▶ EXERCISE DETAILS
Repeat the records in full and exactly, omitting pictures.

#### ENTRIES SUPPLIED ####

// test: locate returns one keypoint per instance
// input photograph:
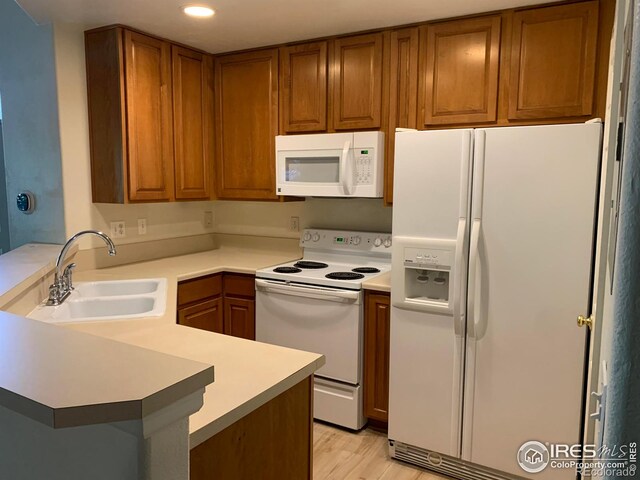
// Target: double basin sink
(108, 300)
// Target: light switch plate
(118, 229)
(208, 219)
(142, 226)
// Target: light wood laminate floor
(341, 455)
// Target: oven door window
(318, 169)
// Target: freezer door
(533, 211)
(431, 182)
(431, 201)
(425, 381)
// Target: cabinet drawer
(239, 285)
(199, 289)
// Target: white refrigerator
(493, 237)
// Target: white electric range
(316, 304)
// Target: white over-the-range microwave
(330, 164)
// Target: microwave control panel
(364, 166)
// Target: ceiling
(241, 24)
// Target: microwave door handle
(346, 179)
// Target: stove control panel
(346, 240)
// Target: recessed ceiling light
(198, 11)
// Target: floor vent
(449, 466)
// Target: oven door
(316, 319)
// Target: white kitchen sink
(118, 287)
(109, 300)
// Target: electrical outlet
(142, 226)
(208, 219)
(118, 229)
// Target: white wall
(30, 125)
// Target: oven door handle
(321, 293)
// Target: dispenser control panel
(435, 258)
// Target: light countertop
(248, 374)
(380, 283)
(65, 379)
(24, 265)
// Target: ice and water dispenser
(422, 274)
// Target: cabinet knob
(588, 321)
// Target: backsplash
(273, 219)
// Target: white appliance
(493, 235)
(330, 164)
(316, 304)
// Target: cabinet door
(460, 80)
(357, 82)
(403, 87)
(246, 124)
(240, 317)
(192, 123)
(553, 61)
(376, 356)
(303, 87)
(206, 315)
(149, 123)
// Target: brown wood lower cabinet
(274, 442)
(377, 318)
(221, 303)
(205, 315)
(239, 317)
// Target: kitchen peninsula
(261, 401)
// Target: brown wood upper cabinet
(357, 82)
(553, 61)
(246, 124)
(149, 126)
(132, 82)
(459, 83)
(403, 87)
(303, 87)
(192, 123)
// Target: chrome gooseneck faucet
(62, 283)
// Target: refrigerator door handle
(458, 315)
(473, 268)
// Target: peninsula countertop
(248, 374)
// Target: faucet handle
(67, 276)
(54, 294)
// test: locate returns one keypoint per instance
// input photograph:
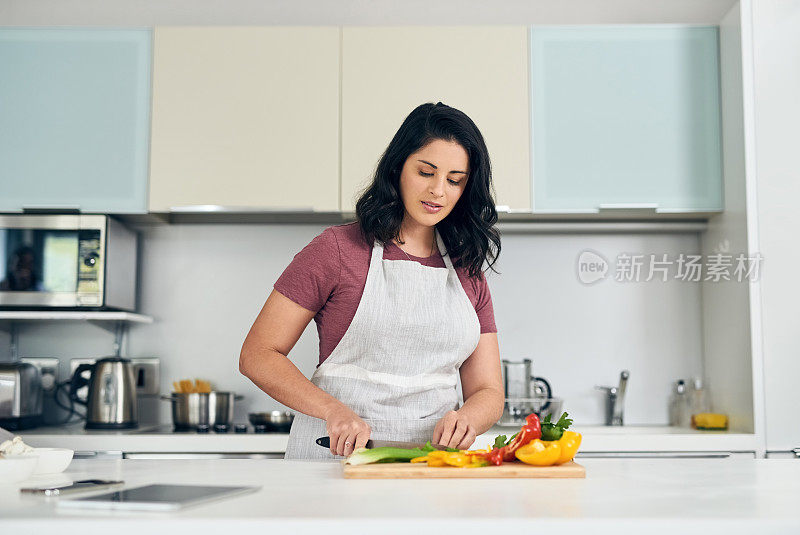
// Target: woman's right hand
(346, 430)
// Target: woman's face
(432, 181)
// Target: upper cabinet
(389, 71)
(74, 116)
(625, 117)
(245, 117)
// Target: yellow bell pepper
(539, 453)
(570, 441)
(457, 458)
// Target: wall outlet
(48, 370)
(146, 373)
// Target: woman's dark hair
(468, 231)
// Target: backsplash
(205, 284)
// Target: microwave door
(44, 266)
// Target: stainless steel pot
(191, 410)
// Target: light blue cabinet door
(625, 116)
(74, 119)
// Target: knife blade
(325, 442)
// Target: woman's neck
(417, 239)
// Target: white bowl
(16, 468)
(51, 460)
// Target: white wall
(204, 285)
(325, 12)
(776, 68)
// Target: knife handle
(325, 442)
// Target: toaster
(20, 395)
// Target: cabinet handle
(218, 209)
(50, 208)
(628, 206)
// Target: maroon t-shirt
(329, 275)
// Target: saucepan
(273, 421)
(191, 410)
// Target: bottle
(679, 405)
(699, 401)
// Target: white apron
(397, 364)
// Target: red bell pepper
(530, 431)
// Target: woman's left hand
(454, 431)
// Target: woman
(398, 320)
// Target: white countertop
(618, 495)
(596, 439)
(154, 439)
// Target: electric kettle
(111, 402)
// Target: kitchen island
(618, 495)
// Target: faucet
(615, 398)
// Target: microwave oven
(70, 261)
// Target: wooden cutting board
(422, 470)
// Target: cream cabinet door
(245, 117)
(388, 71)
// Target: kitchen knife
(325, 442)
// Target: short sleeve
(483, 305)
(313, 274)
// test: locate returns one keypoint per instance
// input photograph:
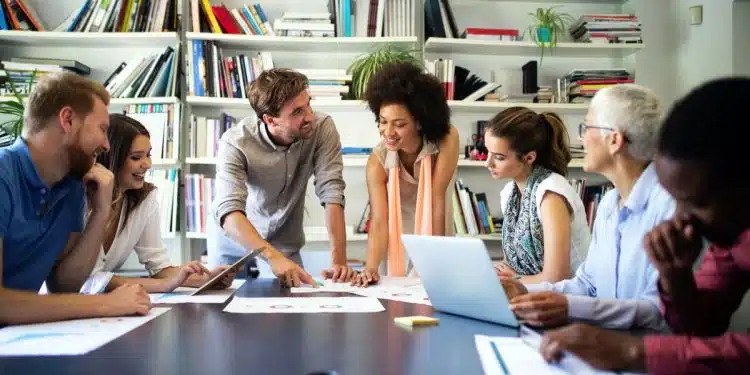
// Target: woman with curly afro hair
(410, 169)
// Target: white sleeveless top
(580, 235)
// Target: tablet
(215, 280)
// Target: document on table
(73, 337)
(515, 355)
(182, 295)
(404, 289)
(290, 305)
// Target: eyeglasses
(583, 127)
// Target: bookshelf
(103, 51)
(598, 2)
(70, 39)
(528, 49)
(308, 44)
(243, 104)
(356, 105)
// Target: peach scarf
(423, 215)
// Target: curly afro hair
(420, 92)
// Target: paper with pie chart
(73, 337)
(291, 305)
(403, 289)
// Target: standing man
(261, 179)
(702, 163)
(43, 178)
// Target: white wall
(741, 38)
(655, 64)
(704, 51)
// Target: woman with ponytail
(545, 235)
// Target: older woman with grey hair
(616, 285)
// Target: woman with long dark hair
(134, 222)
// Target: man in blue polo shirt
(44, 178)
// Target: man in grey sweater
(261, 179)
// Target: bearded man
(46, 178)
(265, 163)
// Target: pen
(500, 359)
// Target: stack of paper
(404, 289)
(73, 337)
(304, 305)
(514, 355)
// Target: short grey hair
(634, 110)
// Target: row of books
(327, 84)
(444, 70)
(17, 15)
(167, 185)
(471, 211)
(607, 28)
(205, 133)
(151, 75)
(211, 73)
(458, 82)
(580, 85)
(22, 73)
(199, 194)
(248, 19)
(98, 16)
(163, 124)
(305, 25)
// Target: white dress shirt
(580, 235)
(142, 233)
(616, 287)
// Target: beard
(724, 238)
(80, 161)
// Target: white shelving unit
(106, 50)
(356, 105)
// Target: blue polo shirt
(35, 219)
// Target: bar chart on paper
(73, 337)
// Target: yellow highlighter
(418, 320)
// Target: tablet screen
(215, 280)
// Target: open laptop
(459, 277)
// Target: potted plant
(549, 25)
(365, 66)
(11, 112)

####

▶ TASK RESULT
// test: locate returns one keypoint per instance
// input photograph:
// Target: double basin sink
(108, 300)
// Target: light switch plate
(118, 229)
(208, 219)
(142, 226)
// Target: light wood laminate floor
(341, 455)
// Target: oven door window
(318, 169)
// Target: freezer door
(533, 211)
(431, 182)
(431, 201)
(425, 381)
// Target: cabinet drawer
(239, 285)
(199, 289)
// Target: white refrigerator
(493, 237)
// Target: white electric range
(316, 304)
// Target: white over-the-range microwave
(330, 164)
// Target: microwave control panel
(364, 166)
// Target: ceiling
(241, 24)
// Target: microwave door handle
(346, 179)
// Target: stove control panel
(346, 240)
// Target: recessed ceiling light
(198, 11)
// Target: floor vent
(449, 466)
// Target: oven door
(316, 319)
// Target: white kitchen sink
(118, 287)
(109, 300)
// Target: electrical outlet
(142, 226)
(208, 219)
(118, 229)
// Target: white wall
(30, 125)
// Target: oven door handle
(321, 293)
// Target: dispenser control panel
(435, 258)
// Target: light countertop
(248, 374)
(380, 283)
(65, 379)
(24, 265)
// Target: ice and water dispenser
(422, 274)
// Target: cabinet knob
(588, 321)
// Target: backsplash
(273, 219)
// Target: white appliance
(493, 235)
(330, 164)
(316, 304)
// Target: cabinet door
(460, 80)
(357, 82)
(403, 87)
(246, 124)
(240, 317)
(192, 123)
(553, 61)
(376, 356)
(303, 87)
(206, 315)
(149, 123)
// Target: brown wood lower cabinet
(274, 442)
(377, 318)
(221, 303)
(205, 315)
(239, 317)
// Target: kitchen peninsula
(261, 401)
// Target: brown wood upper cabinet
(357, 82)
(553, 61)
(246, 124)
(149, 126)
(132, 82)
(459, 83)
(403, 87)
(303, 87)
(192, 123)
// Target: chrome gooseneck faucet
(62, 283)
// Target: refrigerator door handle
(458, 315)
(473, 268)
// Target: peninsula countertop
(248, 374)
// Target: faucet handle
(67, 276)
(54, 294)
// test: locate returns one keypoint per instance
// input photograph:
// Target: woman's right hand
(346, 430)
// Target: woman's face
(432, 181)
// Target: upper cabinet
(389, 71)
(74, 116)
(625, 117)
(245, 117)
// Target: yellow bell pepper
(539, 453)
(570, 441)
(457, 458)
// Target: wall outlet
(48, 370)
(146, 373)
// Target: woman's dark hair
(468, 231)
// Target: backsplash
(205, 284)
// Target: microwave door
(44, 266)
// Target: stainless steel pot
(191, 410)
// Target: light blue cabinet door
(625, 116)
(74, 119)
// Target: knife blade
(325, 442)
// Target: woman's neck
(417, 239)
// Target: white bowl
(16, 468)
(51, 460)
// Target: white wall
(204, 285)
(325, 12)
(776, 68)
// Target: knife handle
(325, 442)
// Target: toaster
(20, 395)
// Target: cabinet handle
(218, 209)
(50, 208)
(628, 206)
// Target: maroon t-shirt
(329, 275)
// Target: saucepan
(273, 421)
(191, 410)
// Target: bottle
(679, 405)
(699, 401)
// Target: white apron
(397, 364)
// Target: red bell pepper
(530, 431)
// Target: woman's left hand
(454, 431)
// Target: woman
(398, 320)
// Target: white countertop
(618, 495)
(596, 439)
(154, 439)
// Target: electric kettle
(111, 402)
// Target: kitchen island
(618, 495)
// Target: faucet
(615, 398)
// Target: microwave oven
(70, 261)
// Target: wooden cutting board
(422, 470)
// Target: cream cabinet door
(245, 117)
(388, 71)
// Target: kitchen knife
(325, 442)
// Target: short sleeve
(483, 305)
(313, 274)
// test: locate returns one keypoint per instance
// input photograph:
// Target: woman with curly afro hair
(410, 169)
// Target: white sleeveless top
(580, 235)
// Target: tablet
(215, 280)
// Target: document on table
(73, 337)
(515, 355)
(182, 295)
(404, 289)
(290, 305)
// Target: eyeglasses
(583, 127)
// Target: bookshelf
(103, 51)
(598, 2)
(70, 39)
(528, 49)
(308, 44)
(243, 104)
(356, 105)
// Target: peach scarf
(423, 215)
// Target: curly afro hair
(420, 92)
// Target: paper with pie chart
(73, 337)
(291, 305)
(403, 289)
// Target: standing man
(261, 179)
(702, 163)
(43, 178)
// Target: white wall
(741, 38)
(655, 64)
(704, 51)
// Target: woman with ponytail
(545, 235)
// Target: older woman with grey hair
(616, 285)
// Target: woman with long dark hair
(134, 222)
// Target: man in blue polo shirt
(44, 178)
// Target: man in grey sweater
(261, 179)
// Target: bearded man
(46, 178)
(265, 163)
// Target: pen
(500, 359)
// Target: stack of paper
(404, 289)
(73, 337)
(304, 305)
(514, 355)
// Target: short grey hair
(634, 110)
// Target: row of books
(327, 84)
(444, 70)
(17, 15)
(167, 185)
(471, 211)
(607, 28)
(205, 133)
(151, 75)
(211, 73)
(458, 82)
(580, 85)
(22, 73)
(199, 194)
(248, 19)
(98, 16)
(163, 124)
(305, 25)
// Target: white dress shirt
(580, 235)
(142, 233)
(616, 287)
// Target: beard
(724, 238)
(80, 161)
// Target: white shelving unit
(106, 50)
(356, 105)
// Target: blue polo shirt
(35, 219)
// Target: bar chart on paper
(73, 337)
// Target: yellow highlighter
(418, 320)
// Target: tablet screen
(215, 280)
// Target: open laptop
(459, 277)
// Target: potted plant
(549, 25)
(365, 66)
(11, 112)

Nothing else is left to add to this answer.